◆ The problem ◆
Nothing should appear in the answer except the line containing "Mark one point on every instance of the white" and the lines following it through the end of the listing, each given exactly.

◆ Material shown ◆
____________________
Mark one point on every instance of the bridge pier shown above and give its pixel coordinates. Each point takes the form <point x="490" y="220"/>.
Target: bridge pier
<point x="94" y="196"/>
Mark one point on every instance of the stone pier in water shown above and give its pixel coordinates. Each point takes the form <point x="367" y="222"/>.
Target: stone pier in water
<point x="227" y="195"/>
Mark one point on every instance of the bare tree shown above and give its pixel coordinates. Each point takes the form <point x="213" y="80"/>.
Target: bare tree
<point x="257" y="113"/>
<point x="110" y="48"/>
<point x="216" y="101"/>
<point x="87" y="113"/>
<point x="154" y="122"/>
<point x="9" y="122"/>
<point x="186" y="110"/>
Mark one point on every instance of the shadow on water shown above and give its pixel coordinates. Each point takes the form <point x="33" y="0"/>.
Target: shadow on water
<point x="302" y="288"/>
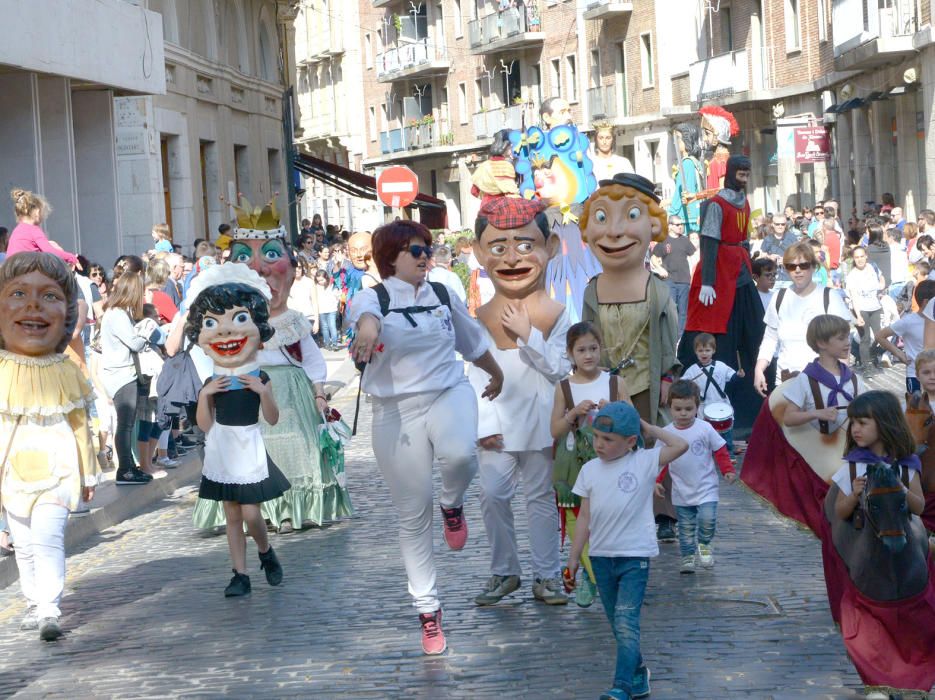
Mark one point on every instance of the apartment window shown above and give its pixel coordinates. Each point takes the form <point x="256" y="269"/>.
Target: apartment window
<point x="822" y="21"/>
<point x="536" y="83"/>
<point x="555" y="79"/>
<point x="793" y="26"/>
<point x="462" y="103"/>
<point x="620" y="70"/>
<point x="727" y="33"/>
<point x="646" y="60"/>
<point x="459" y="20"/>
<point x="571" y="67"/>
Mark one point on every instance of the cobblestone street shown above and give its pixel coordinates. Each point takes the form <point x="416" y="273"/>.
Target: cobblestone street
<point x="145" y="617"/>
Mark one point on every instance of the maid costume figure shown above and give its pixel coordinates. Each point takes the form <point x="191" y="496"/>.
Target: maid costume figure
<point x="228" y="318"/>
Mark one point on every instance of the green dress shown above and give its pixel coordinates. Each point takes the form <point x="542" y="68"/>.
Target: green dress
<point x="319" y="491"/>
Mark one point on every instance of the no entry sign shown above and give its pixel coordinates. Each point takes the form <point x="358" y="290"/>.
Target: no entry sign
<point x="397" y="186"/>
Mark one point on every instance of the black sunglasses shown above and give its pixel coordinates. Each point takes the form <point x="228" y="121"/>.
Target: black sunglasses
<point x="417" y="251"/>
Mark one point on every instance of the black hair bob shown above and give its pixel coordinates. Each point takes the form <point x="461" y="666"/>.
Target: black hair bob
<point x="225" y="297"/>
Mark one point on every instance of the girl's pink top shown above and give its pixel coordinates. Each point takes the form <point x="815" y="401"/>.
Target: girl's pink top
<point x="27" y="238"/>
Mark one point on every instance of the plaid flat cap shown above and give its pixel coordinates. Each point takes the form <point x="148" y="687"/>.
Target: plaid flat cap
<point x="510" y="212"/>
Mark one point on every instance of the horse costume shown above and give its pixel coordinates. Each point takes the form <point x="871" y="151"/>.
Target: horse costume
<point x="879" y="557"/>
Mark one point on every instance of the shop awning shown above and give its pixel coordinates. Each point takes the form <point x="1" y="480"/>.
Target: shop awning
<point x="433" y="212"/>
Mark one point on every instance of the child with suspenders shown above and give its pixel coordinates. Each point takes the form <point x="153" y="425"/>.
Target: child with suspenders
<point x="577" y="400"/>
<point x="821" y="393"/>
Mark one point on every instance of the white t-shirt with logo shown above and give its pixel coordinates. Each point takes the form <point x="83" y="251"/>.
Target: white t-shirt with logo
<point x="621" y="501"/>
<point x="695" y="474"/>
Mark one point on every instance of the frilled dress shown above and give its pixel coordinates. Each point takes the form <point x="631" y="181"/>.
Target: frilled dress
<point x="318" y="494"/>
<point x="51" y="454"/>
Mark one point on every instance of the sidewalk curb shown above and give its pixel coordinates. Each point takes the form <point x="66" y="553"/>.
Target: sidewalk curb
<point x="123" y="503"/>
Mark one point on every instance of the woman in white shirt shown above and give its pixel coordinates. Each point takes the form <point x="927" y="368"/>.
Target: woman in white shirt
____________________
◆ Written response ◆
Mark one point on every instance of the white t-shirt with logo shown above and give its pixel coordinates. Each point takes the form <point x="83" y="251"/>.
Target: white t-shirt with logo
<point x="621" y="501"/>
<point x="695" y="474"/>
Mark one point on every instance of the frilled dress shown above and give its pixel coordinates. Each point takes the form <point x="631" y="181"/>.
Target: frilled dress
<point x="318" y="494"/>
<point x="51" y="454"/>
Mark one point on every instance of the sidewalk curb shown above and give its pixel coordinates. Each point takes the form <point x="66" y="553"/>.
Target: sidewalk curb
<point x="123" y="503"/>
Mark one point on every instance of the woman in white shirt shown above and give its pixel coordinates. Each point takes the form <point x="927" y="368"/>.
Target: woman in white shirt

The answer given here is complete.